THE TASK | Below are the records. Restate word for word every line from the one that contains "For the audit, pick out each instance of the weathered" through the final line, both included.

MATERIAL FOR THIS EXERCISE |

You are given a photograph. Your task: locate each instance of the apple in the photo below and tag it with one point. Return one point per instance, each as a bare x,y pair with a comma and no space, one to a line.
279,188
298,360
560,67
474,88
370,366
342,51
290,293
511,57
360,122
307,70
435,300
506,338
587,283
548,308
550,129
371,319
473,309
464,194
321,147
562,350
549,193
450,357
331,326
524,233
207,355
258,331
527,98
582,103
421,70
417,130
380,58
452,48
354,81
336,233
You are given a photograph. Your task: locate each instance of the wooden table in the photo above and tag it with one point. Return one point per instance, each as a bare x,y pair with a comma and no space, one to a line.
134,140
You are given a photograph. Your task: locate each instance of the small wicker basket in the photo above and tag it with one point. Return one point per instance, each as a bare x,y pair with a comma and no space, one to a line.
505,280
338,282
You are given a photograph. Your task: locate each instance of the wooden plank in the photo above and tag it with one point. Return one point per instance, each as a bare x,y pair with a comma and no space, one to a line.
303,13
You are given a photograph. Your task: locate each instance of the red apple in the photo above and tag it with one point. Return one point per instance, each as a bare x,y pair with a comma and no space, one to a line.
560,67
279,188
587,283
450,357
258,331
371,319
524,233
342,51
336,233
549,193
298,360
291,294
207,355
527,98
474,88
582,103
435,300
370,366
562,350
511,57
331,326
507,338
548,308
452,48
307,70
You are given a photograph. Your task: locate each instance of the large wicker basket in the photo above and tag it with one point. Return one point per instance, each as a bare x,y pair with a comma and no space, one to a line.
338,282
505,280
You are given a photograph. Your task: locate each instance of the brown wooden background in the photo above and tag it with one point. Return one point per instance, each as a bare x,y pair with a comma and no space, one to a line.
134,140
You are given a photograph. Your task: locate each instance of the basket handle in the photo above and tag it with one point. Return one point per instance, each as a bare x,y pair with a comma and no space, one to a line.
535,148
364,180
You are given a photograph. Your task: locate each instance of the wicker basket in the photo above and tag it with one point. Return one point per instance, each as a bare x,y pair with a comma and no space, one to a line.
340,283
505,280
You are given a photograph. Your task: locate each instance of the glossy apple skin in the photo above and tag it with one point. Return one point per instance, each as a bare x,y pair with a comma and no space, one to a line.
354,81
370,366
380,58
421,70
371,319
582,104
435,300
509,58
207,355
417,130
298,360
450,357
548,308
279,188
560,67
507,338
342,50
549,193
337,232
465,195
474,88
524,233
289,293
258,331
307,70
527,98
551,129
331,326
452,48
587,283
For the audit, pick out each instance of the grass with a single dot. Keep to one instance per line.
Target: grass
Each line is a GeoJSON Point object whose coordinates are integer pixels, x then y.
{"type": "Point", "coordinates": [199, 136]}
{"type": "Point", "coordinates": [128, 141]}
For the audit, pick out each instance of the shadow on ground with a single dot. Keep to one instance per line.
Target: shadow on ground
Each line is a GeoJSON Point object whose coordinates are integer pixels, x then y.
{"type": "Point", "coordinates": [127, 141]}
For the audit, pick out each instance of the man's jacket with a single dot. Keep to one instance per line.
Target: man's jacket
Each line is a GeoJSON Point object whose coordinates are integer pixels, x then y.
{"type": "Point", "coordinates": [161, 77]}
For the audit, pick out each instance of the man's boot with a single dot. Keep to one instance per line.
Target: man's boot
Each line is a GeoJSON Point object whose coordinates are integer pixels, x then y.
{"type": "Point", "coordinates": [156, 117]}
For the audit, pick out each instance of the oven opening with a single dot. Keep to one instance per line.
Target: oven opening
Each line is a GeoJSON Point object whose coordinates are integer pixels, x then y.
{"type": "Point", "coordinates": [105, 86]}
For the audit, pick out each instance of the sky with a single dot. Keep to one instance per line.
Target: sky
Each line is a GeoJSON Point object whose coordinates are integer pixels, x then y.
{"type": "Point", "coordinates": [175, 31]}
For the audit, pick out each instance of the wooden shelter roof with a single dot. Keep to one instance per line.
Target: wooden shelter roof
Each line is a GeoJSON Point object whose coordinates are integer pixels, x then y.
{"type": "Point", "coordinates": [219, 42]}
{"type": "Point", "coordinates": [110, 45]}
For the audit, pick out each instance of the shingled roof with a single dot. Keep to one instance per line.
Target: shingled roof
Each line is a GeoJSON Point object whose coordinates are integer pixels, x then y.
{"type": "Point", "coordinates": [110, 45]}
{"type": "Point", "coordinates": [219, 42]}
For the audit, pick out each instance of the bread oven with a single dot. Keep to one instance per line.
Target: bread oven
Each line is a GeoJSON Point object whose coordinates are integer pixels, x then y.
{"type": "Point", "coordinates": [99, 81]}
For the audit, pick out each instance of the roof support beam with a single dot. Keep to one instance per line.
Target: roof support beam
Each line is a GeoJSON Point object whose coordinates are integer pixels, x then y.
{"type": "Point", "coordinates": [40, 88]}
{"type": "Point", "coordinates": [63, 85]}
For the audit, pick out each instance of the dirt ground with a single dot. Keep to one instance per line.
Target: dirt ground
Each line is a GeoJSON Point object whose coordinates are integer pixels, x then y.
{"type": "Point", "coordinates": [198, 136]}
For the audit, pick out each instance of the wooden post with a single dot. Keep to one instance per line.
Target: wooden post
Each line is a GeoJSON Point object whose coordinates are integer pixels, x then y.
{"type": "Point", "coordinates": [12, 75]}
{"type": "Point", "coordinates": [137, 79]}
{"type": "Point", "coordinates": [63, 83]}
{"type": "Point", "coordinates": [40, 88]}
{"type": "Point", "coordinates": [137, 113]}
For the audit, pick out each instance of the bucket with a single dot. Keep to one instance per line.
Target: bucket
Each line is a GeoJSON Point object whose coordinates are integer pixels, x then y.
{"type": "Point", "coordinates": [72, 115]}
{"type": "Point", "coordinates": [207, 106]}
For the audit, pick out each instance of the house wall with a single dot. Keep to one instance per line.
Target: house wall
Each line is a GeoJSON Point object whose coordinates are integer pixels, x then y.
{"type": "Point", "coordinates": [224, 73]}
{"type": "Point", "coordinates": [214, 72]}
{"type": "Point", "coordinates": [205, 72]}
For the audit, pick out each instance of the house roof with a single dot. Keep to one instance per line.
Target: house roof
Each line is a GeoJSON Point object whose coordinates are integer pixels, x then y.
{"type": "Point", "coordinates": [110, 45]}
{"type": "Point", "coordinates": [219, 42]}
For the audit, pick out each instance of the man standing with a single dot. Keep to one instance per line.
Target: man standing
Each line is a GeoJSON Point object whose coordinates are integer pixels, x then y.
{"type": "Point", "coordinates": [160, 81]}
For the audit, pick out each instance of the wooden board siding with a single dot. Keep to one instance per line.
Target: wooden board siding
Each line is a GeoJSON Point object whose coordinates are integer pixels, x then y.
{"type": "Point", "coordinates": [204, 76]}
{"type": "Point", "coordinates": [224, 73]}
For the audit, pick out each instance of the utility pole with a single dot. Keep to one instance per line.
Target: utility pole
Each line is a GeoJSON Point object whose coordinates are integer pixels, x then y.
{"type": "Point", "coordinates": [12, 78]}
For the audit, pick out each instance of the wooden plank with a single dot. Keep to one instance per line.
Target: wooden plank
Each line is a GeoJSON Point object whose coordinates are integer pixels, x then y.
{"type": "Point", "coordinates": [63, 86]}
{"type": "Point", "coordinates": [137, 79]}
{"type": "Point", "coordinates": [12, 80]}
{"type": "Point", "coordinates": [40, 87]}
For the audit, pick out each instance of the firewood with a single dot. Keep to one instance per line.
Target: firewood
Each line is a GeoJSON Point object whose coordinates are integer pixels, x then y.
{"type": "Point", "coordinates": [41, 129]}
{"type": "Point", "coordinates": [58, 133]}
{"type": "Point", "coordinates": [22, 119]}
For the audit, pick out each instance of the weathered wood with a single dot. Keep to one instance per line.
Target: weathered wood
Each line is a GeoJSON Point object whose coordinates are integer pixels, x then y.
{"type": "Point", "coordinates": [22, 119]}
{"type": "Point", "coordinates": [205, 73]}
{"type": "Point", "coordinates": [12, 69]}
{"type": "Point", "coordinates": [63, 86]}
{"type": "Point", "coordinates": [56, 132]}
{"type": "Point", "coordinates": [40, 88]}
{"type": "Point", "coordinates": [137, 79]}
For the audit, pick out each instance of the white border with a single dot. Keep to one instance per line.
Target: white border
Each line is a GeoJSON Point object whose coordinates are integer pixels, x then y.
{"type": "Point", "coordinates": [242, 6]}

TASK RESULT |
For the audit, pick out each instance of the weathered wood with a single dot. Keep to one instance per line.
Target: weathered wood
Each line is a GeoJSON Point object whose coordinates are integer pixels, x then y.
{"type": "Point", "coordinates": [22, 119]}
{"type": "Point", "coordinates": [205, 73]}
{"type": "Point", "coordinates": [12, 69]}
{"type": "Point", "coordinates": [63, 86]}
{"type": "Point", "coordinates": [56, 132]}
{"type": "Point", "coordinates": [40, 88]}
{"type": "Point", "coordinates": [137, 79]}
For the audit, pick out each instance of the white border with a single dot. Keep to one instance per line.
Target: white border
Each line is a GeoJSON Point object whose coordinates are integer pixels, x then y.
{"type": "Point", "coordinates": [242, 6]}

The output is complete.